(Supplied material begins)
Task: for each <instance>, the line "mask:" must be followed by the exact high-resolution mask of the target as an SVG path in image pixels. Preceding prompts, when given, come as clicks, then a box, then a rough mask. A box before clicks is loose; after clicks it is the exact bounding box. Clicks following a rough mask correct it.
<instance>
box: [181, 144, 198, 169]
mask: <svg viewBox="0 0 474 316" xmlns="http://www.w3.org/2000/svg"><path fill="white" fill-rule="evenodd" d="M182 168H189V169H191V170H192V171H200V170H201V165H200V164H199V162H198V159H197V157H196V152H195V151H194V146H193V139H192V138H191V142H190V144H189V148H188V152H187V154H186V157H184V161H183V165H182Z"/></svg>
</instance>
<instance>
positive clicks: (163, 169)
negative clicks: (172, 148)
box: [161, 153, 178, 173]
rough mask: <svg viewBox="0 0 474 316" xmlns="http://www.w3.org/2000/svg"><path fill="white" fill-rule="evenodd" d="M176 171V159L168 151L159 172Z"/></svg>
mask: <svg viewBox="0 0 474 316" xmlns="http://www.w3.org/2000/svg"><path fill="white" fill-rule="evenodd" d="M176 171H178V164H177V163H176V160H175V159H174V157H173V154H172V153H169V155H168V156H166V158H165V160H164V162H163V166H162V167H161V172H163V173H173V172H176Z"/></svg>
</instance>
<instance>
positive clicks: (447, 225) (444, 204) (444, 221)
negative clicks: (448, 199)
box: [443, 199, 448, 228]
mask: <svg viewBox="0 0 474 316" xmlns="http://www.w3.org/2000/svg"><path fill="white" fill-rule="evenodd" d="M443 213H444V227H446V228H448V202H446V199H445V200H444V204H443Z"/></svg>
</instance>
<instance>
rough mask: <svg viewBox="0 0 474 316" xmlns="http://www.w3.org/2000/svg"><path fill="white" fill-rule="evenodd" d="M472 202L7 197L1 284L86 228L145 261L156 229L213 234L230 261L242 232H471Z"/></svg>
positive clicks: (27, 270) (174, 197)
(Supplied material ends)
What is needed. Among the entries above, which lines include "clicks"? List them all.

Written answer.
Task: for each <instance>, the line "mask:" must be followed by the exact high-resolution mask of the target as an SVG path in image pixels. Preceding prompts, when given, come as clicks, then a box, then a rough mask. A box before clicks is loose; after clicks it is the exact bounding box. Clicks following a rough mask correct it.
positive clicks: (163, 169)
negative clicks: (172, 148)
positive clicks: (447, 225) (444, 204) (444, 221)
negative clicks: (448, 199)
positive clicks: (27, 270) (174, 197)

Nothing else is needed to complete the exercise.